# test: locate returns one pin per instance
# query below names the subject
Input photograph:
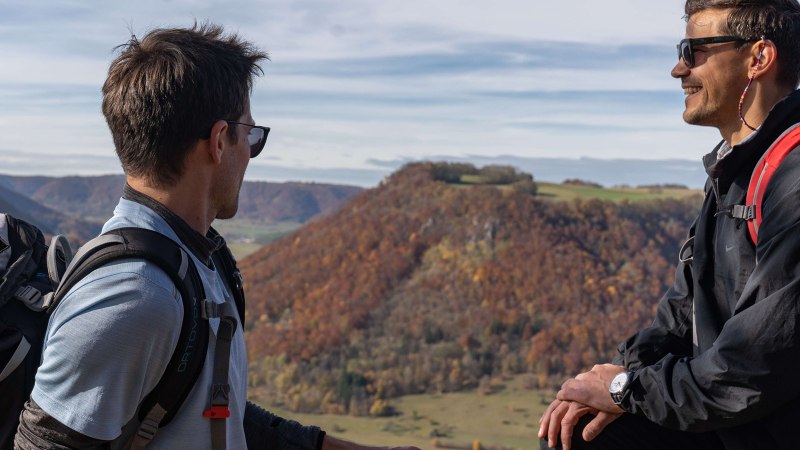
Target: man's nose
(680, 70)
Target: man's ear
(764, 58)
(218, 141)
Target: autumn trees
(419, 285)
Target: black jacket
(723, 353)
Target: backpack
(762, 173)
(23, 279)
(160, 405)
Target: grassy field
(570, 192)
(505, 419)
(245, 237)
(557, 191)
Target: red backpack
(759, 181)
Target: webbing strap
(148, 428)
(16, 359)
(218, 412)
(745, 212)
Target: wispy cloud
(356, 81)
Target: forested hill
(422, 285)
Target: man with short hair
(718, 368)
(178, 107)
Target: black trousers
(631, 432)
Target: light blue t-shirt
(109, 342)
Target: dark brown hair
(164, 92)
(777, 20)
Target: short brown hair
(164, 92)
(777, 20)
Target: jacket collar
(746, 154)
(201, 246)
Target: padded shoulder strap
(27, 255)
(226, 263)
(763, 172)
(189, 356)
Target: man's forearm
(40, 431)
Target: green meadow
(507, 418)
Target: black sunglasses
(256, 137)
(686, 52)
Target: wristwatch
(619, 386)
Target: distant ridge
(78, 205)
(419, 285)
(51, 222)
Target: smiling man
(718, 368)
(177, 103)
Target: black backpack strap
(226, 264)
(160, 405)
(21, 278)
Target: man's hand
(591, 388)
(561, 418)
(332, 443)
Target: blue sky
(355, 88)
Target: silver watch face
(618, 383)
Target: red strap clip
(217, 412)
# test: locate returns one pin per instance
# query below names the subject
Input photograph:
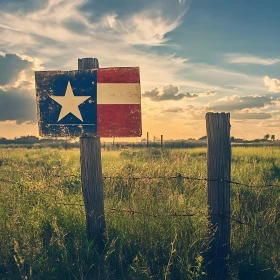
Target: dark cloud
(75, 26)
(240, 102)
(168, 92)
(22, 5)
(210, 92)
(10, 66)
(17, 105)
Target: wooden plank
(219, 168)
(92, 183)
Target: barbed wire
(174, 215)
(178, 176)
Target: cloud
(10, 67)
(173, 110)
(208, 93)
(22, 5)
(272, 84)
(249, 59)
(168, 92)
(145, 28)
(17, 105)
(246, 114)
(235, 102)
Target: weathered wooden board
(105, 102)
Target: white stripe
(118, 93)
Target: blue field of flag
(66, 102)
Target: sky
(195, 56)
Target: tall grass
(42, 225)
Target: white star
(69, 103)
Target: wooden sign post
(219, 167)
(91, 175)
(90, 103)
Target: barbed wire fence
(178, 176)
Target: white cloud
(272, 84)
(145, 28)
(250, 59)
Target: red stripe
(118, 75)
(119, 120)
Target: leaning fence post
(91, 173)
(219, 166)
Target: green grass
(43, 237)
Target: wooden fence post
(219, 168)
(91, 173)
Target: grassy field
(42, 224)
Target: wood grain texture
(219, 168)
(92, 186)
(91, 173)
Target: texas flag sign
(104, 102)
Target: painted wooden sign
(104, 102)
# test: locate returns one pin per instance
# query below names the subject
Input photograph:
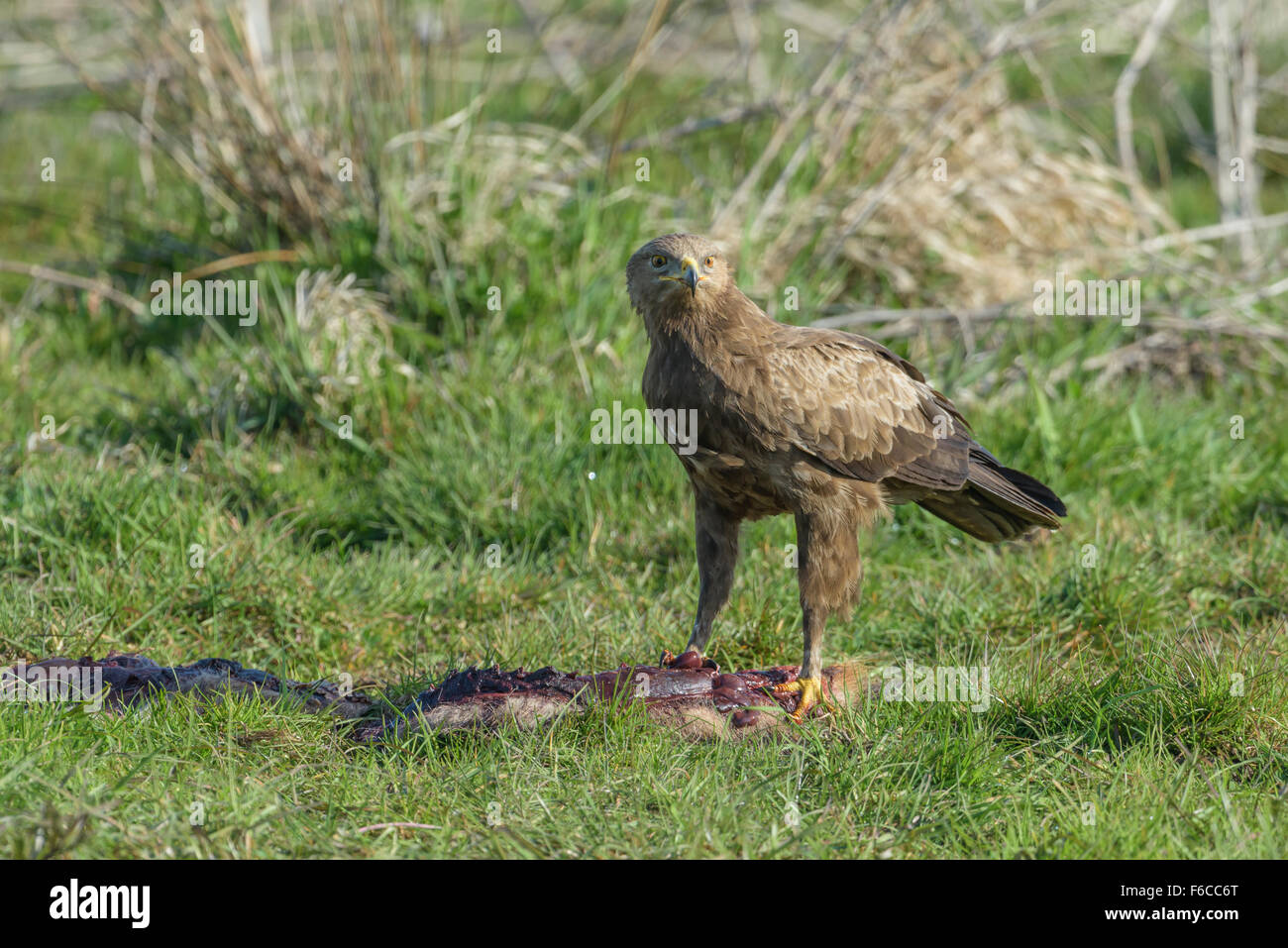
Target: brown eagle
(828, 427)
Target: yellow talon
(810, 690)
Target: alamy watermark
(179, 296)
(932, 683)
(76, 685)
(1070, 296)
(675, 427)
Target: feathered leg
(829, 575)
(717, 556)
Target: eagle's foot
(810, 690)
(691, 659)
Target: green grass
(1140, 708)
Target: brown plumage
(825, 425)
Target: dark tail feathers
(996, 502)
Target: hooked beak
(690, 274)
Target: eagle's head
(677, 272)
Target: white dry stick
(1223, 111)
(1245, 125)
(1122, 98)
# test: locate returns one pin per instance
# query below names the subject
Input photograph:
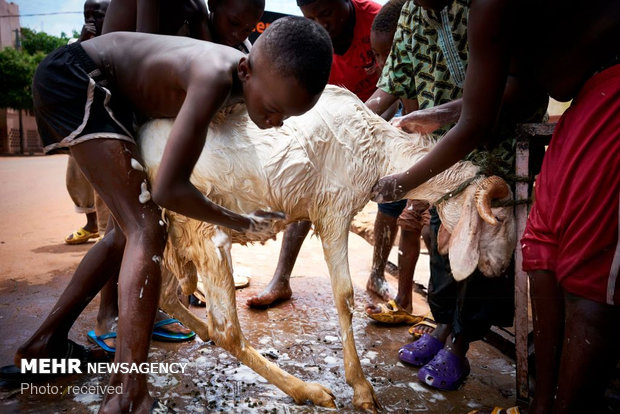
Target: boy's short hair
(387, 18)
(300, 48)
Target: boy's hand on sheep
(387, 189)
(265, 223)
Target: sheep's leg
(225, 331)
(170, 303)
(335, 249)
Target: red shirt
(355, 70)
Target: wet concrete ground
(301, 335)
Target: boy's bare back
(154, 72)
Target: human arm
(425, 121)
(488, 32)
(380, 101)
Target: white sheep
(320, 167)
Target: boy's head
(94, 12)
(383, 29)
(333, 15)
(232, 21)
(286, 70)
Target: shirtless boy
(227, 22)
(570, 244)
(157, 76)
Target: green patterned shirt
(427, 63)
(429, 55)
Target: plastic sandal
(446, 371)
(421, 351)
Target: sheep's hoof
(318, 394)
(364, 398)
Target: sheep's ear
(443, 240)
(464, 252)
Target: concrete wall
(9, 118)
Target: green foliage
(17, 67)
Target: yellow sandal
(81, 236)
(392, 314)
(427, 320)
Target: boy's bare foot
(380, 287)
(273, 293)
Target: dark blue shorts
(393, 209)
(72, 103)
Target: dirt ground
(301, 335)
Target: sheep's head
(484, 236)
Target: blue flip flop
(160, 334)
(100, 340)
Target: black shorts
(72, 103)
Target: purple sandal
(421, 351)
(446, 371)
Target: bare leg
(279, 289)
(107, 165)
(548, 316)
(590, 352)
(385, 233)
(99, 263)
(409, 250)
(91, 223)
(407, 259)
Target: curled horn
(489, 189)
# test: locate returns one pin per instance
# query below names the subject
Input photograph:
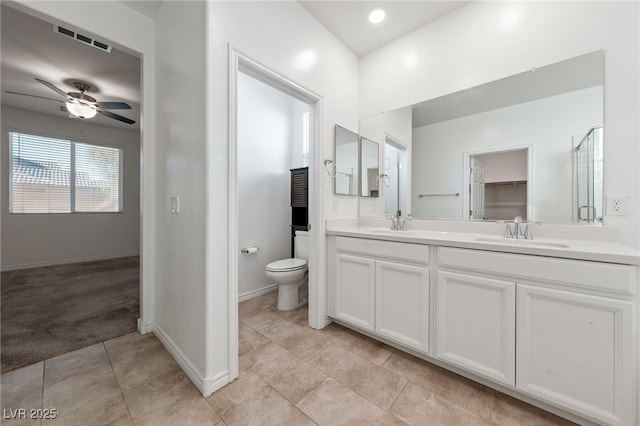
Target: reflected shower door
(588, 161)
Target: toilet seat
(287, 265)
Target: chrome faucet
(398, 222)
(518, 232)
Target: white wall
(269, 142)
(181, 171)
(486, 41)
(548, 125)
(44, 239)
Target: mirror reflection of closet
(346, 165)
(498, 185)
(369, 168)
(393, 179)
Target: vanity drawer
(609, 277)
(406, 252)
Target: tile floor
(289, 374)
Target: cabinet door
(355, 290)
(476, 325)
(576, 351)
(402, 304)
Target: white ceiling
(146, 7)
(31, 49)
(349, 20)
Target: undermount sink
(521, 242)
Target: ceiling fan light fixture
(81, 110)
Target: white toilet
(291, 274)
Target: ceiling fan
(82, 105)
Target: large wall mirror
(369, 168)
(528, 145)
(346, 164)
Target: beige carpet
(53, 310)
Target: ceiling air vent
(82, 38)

○ ○ ○ ○

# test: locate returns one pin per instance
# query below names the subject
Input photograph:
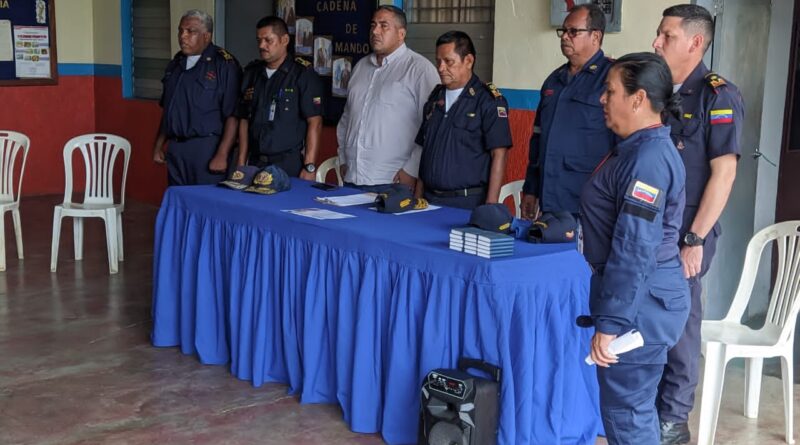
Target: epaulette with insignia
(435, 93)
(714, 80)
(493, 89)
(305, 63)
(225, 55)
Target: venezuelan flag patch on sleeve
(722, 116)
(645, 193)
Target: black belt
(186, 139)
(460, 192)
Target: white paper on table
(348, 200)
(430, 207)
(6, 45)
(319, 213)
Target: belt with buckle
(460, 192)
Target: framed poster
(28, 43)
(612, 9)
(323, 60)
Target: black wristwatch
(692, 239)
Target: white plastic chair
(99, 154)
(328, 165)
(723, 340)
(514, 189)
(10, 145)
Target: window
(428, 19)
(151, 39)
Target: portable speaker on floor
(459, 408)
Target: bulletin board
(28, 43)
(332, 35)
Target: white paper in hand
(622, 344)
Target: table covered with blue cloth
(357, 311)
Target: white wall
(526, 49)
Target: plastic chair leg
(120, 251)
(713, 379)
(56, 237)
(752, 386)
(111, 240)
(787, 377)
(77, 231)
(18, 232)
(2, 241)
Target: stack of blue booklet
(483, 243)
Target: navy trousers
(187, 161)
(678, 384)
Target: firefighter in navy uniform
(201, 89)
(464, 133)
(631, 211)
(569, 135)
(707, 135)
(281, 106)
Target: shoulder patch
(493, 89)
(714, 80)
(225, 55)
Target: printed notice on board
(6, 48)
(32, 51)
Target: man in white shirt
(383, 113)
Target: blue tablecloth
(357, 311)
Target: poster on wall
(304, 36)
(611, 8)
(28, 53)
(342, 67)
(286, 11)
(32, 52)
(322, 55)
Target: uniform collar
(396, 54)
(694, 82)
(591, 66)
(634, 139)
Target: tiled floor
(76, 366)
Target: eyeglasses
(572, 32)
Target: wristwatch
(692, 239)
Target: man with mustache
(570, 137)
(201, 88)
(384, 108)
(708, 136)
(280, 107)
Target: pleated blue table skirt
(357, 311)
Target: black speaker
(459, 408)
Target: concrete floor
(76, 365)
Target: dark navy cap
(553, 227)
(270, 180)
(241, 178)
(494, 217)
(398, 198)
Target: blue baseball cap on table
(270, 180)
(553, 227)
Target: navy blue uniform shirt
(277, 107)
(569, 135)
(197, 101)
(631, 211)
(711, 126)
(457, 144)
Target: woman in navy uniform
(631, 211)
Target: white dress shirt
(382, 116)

○ ○ ○ ○

- _EXERCISE TASK_
Report every line of the items above that contains the word "toilet".

- _SOLUTION_
Target: toilet seat
Target: white toilet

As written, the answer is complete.